+++ VORLIEGENDER TEXTAUSZUG +++

Wer mit Referenzpreisen wirbt, muss darüber aufklären, wann und wo dieser Preis verlangt wurde. Aktuell macht darauf eine Limited aus Hamburg via Abmahnung aufmerksam. Ob Ansprüche vor Gericht durchgesetzt werden können oder am Vorwurf des Rechtsmissbrauchs scheitern, wird zu klären sein.
Lesen Sie mehr zu diesem Abmahnverhalten in einem Gastbeitrag von RA Jörg Faustmann.
Die abmahnende Limited vertreibt nach eigenen Angaben auch im Internet eine weit gestreute Warenpalette. Hierzu sollen Artikel aus dem IT-Bereich genauso gehören, wie Oberbekleidung und Tickets. Im Internet finden sich hierzu aber auch bei sorgfältiger Recherche keine Angebote.
In der vorliegenden Abmahnung wird gerügt, dass der abgemahnte Unternehmer mit einem „statt-Preis“ geworben hat (statt 39,95€ jetzt 9,95 €!). Rechtlich ist diese Rüge zunächst nicht zu beanstanden, denn tatsächlich müssen Unternehmer bei der Werbung mit Referenzpreisen stets klarstellen, wann und wo dieser Preis verlangt wurde, andernfalls ist die Werbung meist irreführend.

+++

SCHRIFTLICHE AUFGABE A:
Welche Warenarten gehören laut Textauszug nach eigenen Angaben der abmahnenden Limited zu ihrem Sortiment? Zähle alle auf.
SCHRIFTLICHE AUFGABE B:
Erkläre anhand des Textauszugs, warum die Rüge in der Abmahnung rechtlich zunächst nicht zu beanstanden ist.
SCHRIFTLICHE AUFGABE C:
Mit welchem „statt-Preis“ hat der abgemahnte Unternehmer laut Textauszug geworben?
Die Zeilen stammen aus einer anderen Quelle als der Textauszug.

+++ BEREITGESTELLTE ANGABEN +++

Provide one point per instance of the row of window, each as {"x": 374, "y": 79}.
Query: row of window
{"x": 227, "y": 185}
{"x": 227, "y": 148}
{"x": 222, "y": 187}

+++

SCHRIFTLICHE ANTWORT A:
Artikel aus dem IT-Bereich, Oberbekleidung und Tickets.

SCHRIFTLICHE ANTWORT B:
Unternehmer müssen bei der Werbung mit Referenzpreisen stets klarstellen, wann und wo dieser Preis verlangt wurde. Fehlt diese Angabe, ist die Werbung meist irreführend.

SCHRIFTLICHE ANTWORT C:
Er warb mit „statt 39,95€ jetzt 9,95 €!“.